Data extract: Begin

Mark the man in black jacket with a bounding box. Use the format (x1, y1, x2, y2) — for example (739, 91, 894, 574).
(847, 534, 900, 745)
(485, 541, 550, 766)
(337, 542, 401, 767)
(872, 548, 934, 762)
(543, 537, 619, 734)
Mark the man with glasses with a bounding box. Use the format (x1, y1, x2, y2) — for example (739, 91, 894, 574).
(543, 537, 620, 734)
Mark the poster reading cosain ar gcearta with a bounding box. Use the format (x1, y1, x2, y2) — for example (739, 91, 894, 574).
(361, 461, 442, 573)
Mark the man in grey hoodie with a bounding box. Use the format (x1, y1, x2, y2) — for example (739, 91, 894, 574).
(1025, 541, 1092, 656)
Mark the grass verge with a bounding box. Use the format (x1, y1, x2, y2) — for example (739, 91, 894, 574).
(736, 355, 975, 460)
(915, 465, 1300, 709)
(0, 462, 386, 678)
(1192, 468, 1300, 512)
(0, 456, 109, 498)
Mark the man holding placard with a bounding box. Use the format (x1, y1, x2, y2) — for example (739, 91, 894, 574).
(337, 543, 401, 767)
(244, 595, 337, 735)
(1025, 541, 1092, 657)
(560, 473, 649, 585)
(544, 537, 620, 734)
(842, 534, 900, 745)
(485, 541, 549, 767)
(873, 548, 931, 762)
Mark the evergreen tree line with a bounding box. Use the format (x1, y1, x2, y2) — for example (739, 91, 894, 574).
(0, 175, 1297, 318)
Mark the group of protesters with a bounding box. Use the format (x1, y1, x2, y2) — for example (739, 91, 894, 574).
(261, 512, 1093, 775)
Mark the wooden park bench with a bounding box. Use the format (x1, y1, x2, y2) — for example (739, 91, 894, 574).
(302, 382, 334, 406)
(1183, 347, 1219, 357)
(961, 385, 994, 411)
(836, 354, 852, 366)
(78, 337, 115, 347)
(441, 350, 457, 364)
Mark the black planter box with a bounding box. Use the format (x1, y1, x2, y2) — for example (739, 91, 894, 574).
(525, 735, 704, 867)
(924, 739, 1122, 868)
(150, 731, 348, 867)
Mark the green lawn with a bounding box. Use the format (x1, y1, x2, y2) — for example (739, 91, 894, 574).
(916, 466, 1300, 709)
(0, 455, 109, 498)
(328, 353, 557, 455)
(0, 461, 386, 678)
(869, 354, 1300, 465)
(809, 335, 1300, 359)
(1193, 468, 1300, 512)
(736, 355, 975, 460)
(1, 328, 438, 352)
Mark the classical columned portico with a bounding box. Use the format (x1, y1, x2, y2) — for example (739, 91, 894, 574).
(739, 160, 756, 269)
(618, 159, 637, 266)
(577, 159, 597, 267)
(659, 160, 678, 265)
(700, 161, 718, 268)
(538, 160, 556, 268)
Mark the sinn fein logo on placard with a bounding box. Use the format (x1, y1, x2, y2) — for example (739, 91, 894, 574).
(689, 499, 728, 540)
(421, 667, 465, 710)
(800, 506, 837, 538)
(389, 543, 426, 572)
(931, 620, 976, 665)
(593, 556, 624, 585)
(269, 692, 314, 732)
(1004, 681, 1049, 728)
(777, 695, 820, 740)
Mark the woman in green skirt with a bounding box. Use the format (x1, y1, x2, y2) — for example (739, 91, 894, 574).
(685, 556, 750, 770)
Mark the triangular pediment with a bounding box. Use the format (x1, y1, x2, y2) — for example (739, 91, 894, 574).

Data extract: End

§ Task description:
Return each entry exactly. Leave none out.

§ Solution to the problem:
Mark the man in black jacket with a bounding box. Use the format (x1, y1, x2, y2) — for example (739, 91, 894, 574).
(847, 534, 900, 745)
(485, 541, 550, 766)
(337, 542, 401, 767)
(872, 548, 934, 762)
(543, 537, 619, 734)
Mark the man with glasses with a bounding box. Use the format (x1, y1, x2, y2) — for example (739, 91, 894, 574).
(543, 537, 620, 734)
Mark the poster reading cosain ar gcearta with a bounding box. Use the format (x1, y1, x2, y2) — for example (739, 91, 894, 574).
(361, 461, 442, 573)
Mark the man in grey hoodie with a bounding box. Use the format (x1, y1, x2, y2) — for example (739, 91, 894, 574).
(1025, 541, 1092, 656)
Mark the grass verge with a bounding box. Use the format (x1, y1, x2, y2) — for example (739, 91, 894, 574).
(736, 355, 975, 460)
(915, 465, 1300, 709)
(0, 462, 386, 678)
(1192, 468, 1300, 512)
(0, 456, 109, 498)
Mark the man holding placard with a bounding box. Use the format (x1, y1, x2, y2) — for example (739, 91, 894, 574).
(337, 543, 401, 767)
(244, 595, 337, 735)
(1025, 541, 1092, 657)
(560, 473, 649, 585)
(544, 537, 620, 734)
(842, 534, 900, 745)
(485, 541, 549, 767)
(873, 548, 931, 762)
Mark the evergreen tree line with a bounding box. Use the format (x1, y1, x2, y2) — for example (739, 91, 894, 574).
(0, 175, 1297, 318)
Mark the group of protesters with a bounding box. Use the format (x1, y1, x2, y2) — for example (739, 91, 894, 574).
(261, 512, 1093, 775)
Mark the wooden park bench with a bounding box. Use the format (x1, y1, x2, y2) — for example (739, 91, 894, 574).
(302, 382, 334, 406)
(1183, 347, 1219, 357)
(961, 385, 994, 411)
(836, 354, 852, 366)
(78, 337, 115, 347)
(441, 350, 457, 364)
Mark the black planter box with a bounding box. Use the format (x1, y1, x2, y2) — for example (739, 91, 894, 574).
(525, 735, 704, 867)
(924, 739, 1122, 868)
(150, 731, 348, 867)
Mark the green lawn with a bounding box. Use the format (x1, y1, x2, y2) — for example (739, 91, 894, 574).
(916, 466, 1300, 709)
(0, 455, 109, 498)
(328, 353, 557, 455)
(0, 461, 386, 678)
(869, 354, 1300, 465)
(809, 335, 1300, 359)
(1193, 468, 1300, 512)
(736, 355, 975, 460)
(1, 328, 438, 352)
Mark the classical columned portico with a bounding box. Use the format (x1, y1, x2, y2) — for example (739, 91, 894, 574).
(739, 160, 756, 269)
(618, 159, 637, 266)
(577, 159, 597, 267)
(659, 160, 678, 265)
(700, 161, 718, 268)
(538, 160, 556, 268)
Mark the sinn fein logo on placard with a bounding box. Use the format (x1, y1, x2, y2) — for example (739, 91, 894, 574).
(689, 499, 728, 540)
(421, 667, 465, 710)
(800, 506, 837, 538)
(389, 543, 426, 572)
(931, 620, 976, 665)
(593, 556, 624, 585)
(269, 692, 314, 732)
(1004, 681, 1049, 728)
(777, 695, 820, 740)
Mark the woman in green skirt with a bounding box. Use the format (x1, y1, x2, y2) — for example (739, 91, 894, 574).
(685, 556, 750, 770)
Mark the triangular pediment with a bounding box. Use the format (x1, y1, x2, y2) — for example (739, 91, 894, 574).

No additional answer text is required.